*TASK BRIEF:* Pictures aside, quote the whole listing exactly.

-- PROVIDED DATA start --

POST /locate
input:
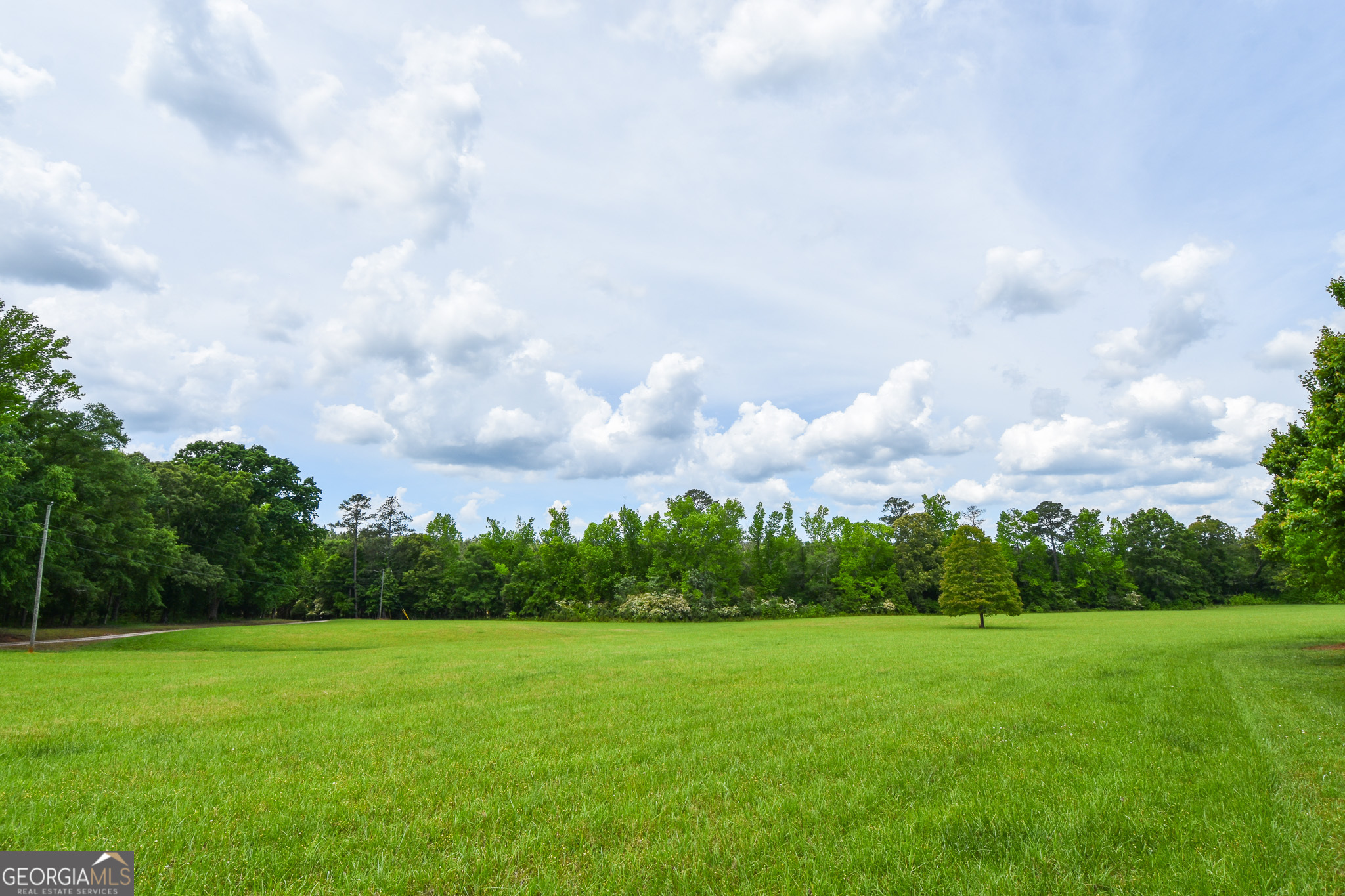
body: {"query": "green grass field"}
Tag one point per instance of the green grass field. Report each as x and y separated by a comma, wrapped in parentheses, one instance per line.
(1103, 753)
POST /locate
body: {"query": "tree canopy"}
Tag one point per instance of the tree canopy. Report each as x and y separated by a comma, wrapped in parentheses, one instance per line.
(977, 578)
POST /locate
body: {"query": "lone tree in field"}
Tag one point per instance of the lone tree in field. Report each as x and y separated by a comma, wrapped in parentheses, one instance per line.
(977, 578)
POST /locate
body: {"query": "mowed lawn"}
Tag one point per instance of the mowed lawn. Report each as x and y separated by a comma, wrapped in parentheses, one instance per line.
(1102, 753)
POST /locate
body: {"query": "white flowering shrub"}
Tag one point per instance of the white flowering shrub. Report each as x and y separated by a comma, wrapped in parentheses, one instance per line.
(655, 608)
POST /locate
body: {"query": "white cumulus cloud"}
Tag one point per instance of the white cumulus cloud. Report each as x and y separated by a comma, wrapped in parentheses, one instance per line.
(204, 61)
(351, 425)
(764, 41)
(1188, 267)
(1178, 322)
(154, 378)
(54, 228)
(1026, 282)
(1287, 349)
(19, 79)
(410, 152)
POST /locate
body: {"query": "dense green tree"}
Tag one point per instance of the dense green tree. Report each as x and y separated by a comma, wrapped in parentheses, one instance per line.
(1305, 509)
(977, 578)
(917, 548)
(1162, 559)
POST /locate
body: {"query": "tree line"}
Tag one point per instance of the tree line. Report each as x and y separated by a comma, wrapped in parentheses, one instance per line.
(225, 530)
(707, 558)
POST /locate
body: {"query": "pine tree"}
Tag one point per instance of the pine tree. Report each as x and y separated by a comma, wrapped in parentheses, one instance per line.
(977, 578)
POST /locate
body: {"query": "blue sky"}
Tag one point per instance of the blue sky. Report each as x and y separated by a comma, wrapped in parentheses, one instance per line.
(490, 257)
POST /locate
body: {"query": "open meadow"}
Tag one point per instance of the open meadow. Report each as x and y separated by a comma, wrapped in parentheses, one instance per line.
(1102, 753)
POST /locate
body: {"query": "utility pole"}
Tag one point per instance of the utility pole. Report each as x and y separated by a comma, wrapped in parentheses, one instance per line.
(37, 593)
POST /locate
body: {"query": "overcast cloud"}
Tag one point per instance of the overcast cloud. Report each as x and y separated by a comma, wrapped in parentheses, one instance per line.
(498, 255)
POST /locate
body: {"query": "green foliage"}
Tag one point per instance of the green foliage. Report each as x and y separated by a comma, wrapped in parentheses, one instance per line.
(219, 523)
(1078, 754)
(1304, 526)
(977, 578)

-- PROVIDED DATA end --

*OUTPUT OF THE EXERCISE:*
POST /locate
input:
body: {"query": "green grass field"}
Tag one point per instance of the green grass field. Report each as x and y separated by a comma, wrapped in parentheses, one instance per line.
(1103, 753)
POST /locate
body: {"query": "tree canopy"}
Tag one point per instance of the tree canopy. Report each as x and y separated by a comma, wrapped in parentheses, one instance per line.
(977, 578)
POST /locate
body: {"query": "lone tree in field"}
Tag one point per instance of the lone tree in field. Report each as x and y separated by a comma, wrapped in parentheses, one instance per line.
(977, 578)
POST /locate
body: {"query": "mowed lawn"}
Tag one point per instance of the mowed lawn. Report each as x and y separated by a comma, wrapped in parentheses, one instance per line.
(1102, 753)
POST /locate
body: {"query": "white flowering shrub"}
Tag one point per instance of the white flowering shrub. Report each as x and y separated by a comma, wrapped in parentheses, one instance per line.
(655, 608)
POST /locate
body: {"query": "white cumulus cloud"}
Tag one point per instance of the white cumulus cloud. Report each as x and y separated by a comma, wrapped in parentheses, one instance per line.
(204, 61)
(351, 425)
(764, 41)
(1188, 267)
(1178, 322)
(154, 378)
(54, 228)
(1026, 282)
(1287, 349)
(19, 79)
(410, 152)
POST /locate
body: {"query": "dense green tree"}
Tag one point per instance of the dense green tree. Report each as x and y separated by a comma, wrapped in parentheses, one instance per line.
(1305, 509)
(977, 578)
(917, 548)
(1162, 559)
POST /locate
body: {"query": "tree line"}
Tag one point per instance of the tree line. Report each as x and y separated by a comma, wrapped in parentheses, one instance per line.
(225, 530)
(707, 558)
POST /locate
body: {"query": "pine tree"}
Tag one point per instance of the pine tree. Report each as x and y separated by a comma, wrapped in parentheses, one instance per line.
(977, 578)
POST /locate
body: {"query": "blue sky"}
Tag one point per instance of the blue sky. Report each as x and y separated by a comma, wrapped in parentheses, one instance per line.
(490, 257)
POST /locate
body: {"query": "open meadow"}
Tag one point per instance of the open meadow. Report each as x and y separated by a comma, wrapped in parentheses, one instance per line.
(1102, 753)
POST /locate
body: {"query": "utility pole"}
Tag one point per instance of the utility pole. Report each as x and y separated by a comma, wrapped in parentheses, one instance per line.
(37, 593)
POST /locate
body: {"query": "overcast cloud"}
Tag one point per instance of the overcast cloud. Report each as x and y separated by a comma, wrapped in parentheses, one instance per line.
(498, 255)
POST /locate
body: {"query": "green foliage"}
Tag one point per instance of the green foliage. Report each as x and y separated by a comma, wrapped in parentheses, one instance per line.
(219, 523)
(1078, 754)
(1304, 526)
(977, 578)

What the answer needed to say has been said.